## Teks yang Disediakan
────────────────────
Saya terus kontak teman-teman saya untuk mencari tahu apa yang menimpa
mereka. Ternyata banyak korban luka-luka. Saya ketemu Mas Suaedy yang
dagunya bengkak dan berdarah, saya ketemu Pak Syafii Anwar yang
kepalanya memar-memar, dan saya sangat marah dan sedih ketika mendengar
Guntur terluka parah, juga Kiai Maman Ainul Haq. Kalau seandainya Gus
Dur, Gus Mus, Amin Rais, Buya Syafi’i Ma’arif telah hadir di sana
mungkin beliau-beliau akan menjadi korban pula. 



Ketika pusing kepala saya makin parah, saya putuskan untuk segera ke
rumah sakit. Saya khawatir saya kehilangan banyak darah. Saya
kesampingkan semua urusan mobil dan peralatan musik. Yang penting saya
selamat. Anak saya yang kecil saya titipkan ke teman-teman PARAS, saya
bersama anak pertama saya menuju Gedung Kebudayaan seperti disarankan
teman-teman, untuk mendapatkan penanganan medis. Dari situ kami diantar
Ibu Amanda menuju rumah sakit Bakti Waluyo, Menteng. Luka di kepala
saya dijahit, luka-luka di dahi saya diobati dan diperban, memar-memar
di kepala saya diolesi krim anti bengkak. Dan saya disuntik dan minum
obat.
────────────────────
## Data Item
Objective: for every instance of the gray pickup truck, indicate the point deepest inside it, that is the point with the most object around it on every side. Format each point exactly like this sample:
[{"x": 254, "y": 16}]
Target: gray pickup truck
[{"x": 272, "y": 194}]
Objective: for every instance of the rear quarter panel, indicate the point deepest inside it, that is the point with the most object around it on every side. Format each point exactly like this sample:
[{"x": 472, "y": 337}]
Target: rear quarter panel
────────────────────
## Daftar Tugas
1. Sebutkan semua tokoh yang, menurut teks yang disediakan, mungkin akan menjadi korban pula seandainya telah hadir di sana.
2. Ketik ulang bagian teks yang disediakan. Mulailah pada kata-kata yang memuat "Saya terus kontak", lalu berhenti setelah "menjadi korban pula.".

## Jawaban Tiap Tugas
1. Gus Dur, Gus Mus, Amin Rais, dan Buya Syafi’i Ma’arif.

2.
Saya terus kontak teman-teman saya untuk mencari tahu apa yang menimpa
mereka. Ternyata banyak korban luka-luka. Saya ketemu Mas Suaedy yang
dagunya bengkak dan berdarah, saya ketemu Pak Syafii Anwar yang
kepalanya memar-memar, dan saya sangat marah dan sedih ketika mendengar
Guntur terluka parah, juga Kiai Maman Ainul Haq. Kalau seandainya Gus
Dur, Gus Mus, Amin Rais, Buya Syafi’i Ma’arif telah hadir di sana
mungkin beliau-beliau akan menjadi korban pula.